Exercise: Reproduce word for word the line that contains "the black eyeglasses" and every line after it to the end of the records, with nothing else added.

Data:

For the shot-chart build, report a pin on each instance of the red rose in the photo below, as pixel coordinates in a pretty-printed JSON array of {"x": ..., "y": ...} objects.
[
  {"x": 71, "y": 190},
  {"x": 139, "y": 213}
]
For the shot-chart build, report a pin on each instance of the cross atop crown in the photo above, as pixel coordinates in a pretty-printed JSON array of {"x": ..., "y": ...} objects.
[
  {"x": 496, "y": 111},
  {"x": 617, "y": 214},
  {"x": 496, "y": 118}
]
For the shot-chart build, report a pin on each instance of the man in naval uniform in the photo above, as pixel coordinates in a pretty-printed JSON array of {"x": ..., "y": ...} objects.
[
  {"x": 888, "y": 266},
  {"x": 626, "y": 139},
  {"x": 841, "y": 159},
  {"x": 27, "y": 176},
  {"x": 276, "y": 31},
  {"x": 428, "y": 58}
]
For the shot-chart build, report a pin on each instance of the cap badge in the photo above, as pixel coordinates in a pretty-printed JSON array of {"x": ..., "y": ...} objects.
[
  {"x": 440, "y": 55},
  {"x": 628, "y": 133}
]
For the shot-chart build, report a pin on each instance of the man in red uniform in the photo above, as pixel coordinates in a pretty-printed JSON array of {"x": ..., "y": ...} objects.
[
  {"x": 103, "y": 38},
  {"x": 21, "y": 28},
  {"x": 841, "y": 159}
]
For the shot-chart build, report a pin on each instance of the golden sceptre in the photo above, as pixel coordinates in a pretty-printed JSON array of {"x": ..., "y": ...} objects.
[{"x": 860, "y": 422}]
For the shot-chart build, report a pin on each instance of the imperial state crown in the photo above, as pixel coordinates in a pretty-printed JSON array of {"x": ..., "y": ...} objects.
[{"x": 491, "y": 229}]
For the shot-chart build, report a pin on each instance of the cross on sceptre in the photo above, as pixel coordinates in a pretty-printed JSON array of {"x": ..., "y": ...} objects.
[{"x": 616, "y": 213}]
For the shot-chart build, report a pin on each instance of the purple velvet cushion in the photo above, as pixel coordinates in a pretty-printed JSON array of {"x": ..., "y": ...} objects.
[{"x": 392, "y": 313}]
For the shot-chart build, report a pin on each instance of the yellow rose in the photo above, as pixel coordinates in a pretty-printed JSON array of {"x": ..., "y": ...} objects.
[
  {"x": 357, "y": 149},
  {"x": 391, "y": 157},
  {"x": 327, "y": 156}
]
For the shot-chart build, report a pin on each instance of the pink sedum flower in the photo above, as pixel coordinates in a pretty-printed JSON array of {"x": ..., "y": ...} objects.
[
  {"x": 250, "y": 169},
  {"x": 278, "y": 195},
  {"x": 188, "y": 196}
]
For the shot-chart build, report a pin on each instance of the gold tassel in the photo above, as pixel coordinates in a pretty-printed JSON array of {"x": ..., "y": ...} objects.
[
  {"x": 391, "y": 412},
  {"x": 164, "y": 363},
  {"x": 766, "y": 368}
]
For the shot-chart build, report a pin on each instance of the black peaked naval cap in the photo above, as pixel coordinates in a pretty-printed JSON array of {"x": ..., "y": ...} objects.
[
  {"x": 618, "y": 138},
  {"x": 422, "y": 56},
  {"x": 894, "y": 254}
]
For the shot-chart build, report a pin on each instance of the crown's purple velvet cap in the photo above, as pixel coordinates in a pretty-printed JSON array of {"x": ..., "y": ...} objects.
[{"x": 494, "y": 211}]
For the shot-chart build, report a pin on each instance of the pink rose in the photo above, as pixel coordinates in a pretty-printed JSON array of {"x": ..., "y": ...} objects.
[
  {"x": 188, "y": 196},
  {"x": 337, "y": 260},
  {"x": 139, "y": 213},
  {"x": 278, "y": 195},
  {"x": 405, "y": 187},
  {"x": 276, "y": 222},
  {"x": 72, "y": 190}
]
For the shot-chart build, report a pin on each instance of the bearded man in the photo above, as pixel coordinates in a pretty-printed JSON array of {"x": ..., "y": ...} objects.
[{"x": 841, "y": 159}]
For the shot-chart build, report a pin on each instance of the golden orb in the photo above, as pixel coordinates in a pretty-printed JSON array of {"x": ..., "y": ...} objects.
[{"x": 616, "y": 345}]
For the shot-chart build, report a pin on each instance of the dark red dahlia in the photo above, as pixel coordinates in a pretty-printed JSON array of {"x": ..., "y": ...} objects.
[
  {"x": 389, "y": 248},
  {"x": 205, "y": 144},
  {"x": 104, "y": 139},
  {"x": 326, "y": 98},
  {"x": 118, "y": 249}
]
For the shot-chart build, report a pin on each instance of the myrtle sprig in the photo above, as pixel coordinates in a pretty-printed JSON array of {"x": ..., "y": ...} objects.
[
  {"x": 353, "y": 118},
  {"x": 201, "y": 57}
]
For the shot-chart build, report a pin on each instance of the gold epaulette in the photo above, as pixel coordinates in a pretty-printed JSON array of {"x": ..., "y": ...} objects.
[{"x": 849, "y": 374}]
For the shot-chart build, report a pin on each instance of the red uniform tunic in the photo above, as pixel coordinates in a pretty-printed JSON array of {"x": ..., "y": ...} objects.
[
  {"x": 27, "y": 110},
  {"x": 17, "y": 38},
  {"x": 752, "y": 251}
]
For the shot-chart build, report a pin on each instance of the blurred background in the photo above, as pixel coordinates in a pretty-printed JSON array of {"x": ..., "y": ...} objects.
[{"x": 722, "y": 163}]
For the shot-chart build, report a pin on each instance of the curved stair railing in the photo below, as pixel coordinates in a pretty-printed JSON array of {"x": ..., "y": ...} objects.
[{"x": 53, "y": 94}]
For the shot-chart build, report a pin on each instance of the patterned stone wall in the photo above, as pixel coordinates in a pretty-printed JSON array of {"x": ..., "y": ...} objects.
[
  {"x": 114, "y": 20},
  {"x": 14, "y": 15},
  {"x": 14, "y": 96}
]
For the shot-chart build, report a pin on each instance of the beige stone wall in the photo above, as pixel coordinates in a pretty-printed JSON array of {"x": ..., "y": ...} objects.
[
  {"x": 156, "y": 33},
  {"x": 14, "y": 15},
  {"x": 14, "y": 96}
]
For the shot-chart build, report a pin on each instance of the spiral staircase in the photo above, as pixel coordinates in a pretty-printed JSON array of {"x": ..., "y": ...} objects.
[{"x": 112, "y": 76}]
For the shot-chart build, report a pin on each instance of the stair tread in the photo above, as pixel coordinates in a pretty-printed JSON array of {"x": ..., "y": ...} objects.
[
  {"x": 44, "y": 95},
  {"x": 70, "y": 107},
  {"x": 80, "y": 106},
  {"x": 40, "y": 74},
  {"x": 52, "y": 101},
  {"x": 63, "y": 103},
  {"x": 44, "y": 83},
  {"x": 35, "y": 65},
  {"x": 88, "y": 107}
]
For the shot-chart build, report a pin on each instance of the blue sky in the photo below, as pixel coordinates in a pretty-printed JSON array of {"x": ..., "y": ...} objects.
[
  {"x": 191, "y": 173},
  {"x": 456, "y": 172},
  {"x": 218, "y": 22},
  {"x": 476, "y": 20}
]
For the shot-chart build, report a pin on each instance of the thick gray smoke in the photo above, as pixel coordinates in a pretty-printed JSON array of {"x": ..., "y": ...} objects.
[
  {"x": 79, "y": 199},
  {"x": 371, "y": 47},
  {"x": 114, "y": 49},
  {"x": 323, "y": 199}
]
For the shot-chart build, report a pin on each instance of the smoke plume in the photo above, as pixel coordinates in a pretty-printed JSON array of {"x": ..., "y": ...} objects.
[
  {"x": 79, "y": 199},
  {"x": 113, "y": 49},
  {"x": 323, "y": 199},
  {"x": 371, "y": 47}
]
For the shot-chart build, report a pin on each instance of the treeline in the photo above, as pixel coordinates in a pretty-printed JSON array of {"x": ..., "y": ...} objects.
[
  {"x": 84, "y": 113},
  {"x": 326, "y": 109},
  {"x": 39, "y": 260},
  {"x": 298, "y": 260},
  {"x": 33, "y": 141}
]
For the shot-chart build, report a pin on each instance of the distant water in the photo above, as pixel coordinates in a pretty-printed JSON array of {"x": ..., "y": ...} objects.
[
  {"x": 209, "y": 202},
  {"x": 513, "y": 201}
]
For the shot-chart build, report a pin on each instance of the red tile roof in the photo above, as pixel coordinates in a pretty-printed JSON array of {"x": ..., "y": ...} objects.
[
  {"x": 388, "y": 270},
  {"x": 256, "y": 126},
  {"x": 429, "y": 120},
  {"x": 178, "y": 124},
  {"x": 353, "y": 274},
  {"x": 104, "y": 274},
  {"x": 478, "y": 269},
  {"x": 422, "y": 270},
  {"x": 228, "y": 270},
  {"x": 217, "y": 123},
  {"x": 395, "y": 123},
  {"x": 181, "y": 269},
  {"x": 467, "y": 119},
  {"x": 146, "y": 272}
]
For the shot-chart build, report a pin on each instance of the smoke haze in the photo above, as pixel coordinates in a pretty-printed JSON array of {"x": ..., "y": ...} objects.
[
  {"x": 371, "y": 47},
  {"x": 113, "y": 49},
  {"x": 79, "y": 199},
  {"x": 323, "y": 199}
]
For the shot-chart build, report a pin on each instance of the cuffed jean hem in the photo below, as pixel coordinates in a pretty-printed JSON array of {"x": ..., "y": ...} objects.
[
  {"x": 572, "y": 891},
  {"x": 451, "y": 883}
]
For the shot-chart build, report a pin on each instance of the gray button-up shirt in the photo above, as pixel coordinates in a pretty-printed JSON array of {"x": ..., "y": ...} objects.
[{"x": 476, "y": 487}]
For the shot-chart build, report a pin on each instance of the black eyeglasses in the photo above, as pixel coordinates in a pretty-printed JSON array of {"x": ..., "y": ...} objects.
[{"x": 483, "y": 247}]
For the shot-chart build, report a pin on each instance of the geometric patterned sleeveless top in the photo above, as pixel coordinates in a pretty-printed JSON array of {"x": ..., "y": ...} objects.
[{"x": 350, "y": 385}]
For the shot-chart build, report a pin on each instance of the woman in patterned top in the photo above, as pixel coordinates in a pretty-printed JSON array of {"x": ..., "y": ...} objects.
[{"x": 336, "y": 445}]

Answer to this problem:
For the shot-chart build, report a pin on each instance of the black eyeglasses in the photo above, as pixel coordinates in a pretty-printed JSON array of {"x": ..., "y": ...} objects.
[{"x": 483, "y": 247}]
For the shot-chart build, report a pin on each instance of the geometric patterned sleeveless top in the photo above, as pixel coordinates in a pretty-printed JSON array of {"x": ..., "y": ...} objects.
[{"x": 350, "y": 385}]
For the shot-chart build, report a pin on each instance of the woman in patterned top in the photo above, as pixel coordinates in a pretty-printed JSON array of {"x": ..., "y": ...} objects.
[{"x": 336, "y": 445}]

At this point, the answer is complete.